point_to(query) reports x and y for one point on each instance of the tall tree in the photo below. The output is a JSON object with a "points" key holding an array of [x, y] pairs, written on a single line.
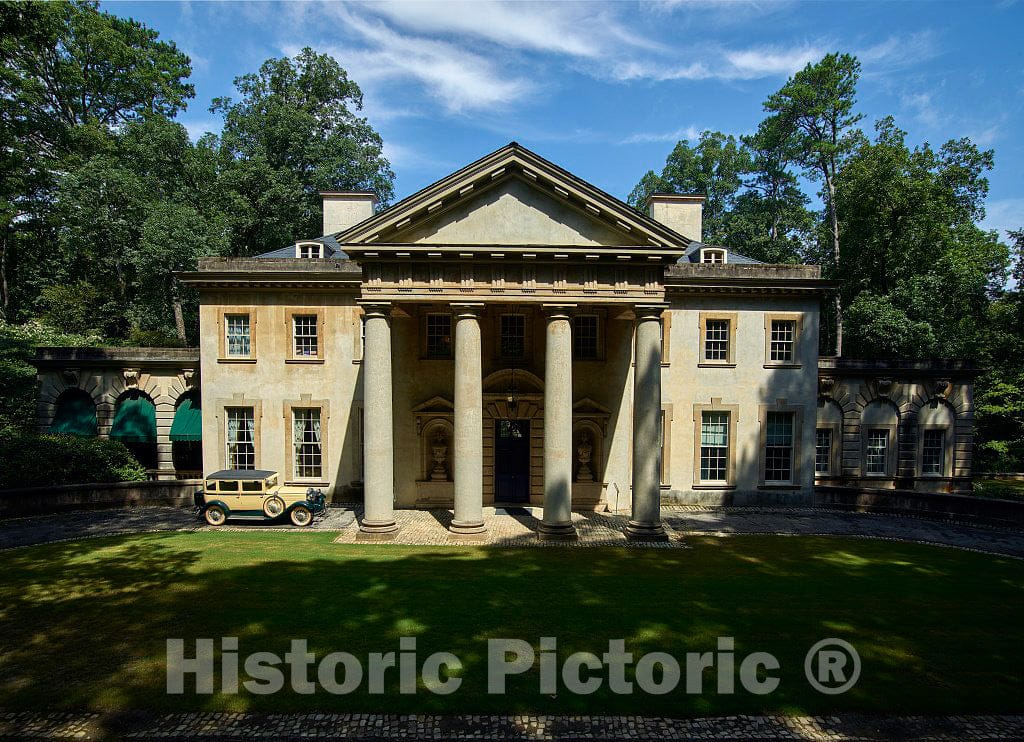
{"points": [[919, 273], [294, 132], [814, 110], [714, 167], [69, 74]]}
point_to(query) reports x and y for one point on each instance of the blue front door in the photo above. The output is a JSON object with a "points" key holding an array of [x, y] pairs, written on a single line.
{"points": [[511, 461]]}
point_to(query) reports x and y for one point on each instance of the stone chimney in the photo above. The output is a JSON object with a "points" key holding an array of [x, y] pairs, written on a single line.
{"points": [[680, 213], [343, 209]]}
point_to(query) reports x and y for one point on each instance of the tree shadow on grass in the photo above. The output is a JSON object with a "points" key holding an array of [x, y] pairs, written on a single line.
{"points": [[85, 623]]}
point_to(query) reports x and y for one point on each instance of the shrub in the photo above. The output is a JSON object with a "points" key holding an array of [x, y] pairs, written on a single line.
{"points": [[28, 460]]}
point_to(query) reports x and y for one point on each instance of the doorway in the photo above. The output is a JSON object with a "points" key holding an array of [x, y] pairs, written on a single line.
{"points": [[511, 461]]}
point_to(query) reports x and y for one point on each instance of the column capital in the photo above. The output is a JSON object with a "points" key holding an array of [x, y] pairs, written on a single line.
{"points": [[558, 311], [467, 309], [375, 308], [645, 312]]}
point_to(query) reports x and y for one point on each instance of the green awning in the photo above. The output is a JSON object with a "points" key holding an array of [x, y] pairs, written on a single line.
{"points": [[135, 421], [187, 423], [76, 416]]}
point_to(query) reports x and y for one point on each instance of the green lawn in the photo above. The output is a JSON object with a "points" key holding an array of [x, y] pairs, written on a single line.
{"points": [[83, 624]]}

-*-

Task statement — Scale the material starting at the line that contains "the green lawn" and ending at the end of the material. Write all of those lines out again, multiplying every x and y point coordinate in the answers by 1.25 and rounding each result to a whole number, with halves rounded up.

Response to the exercise —
point_to(query) reports x and y for one point on each instance of the green lawn in the photo above. The output is a JSON object with a "points" key holding an array of [x, y] pairs, written on a single line.
{"points": [[104, 780]]}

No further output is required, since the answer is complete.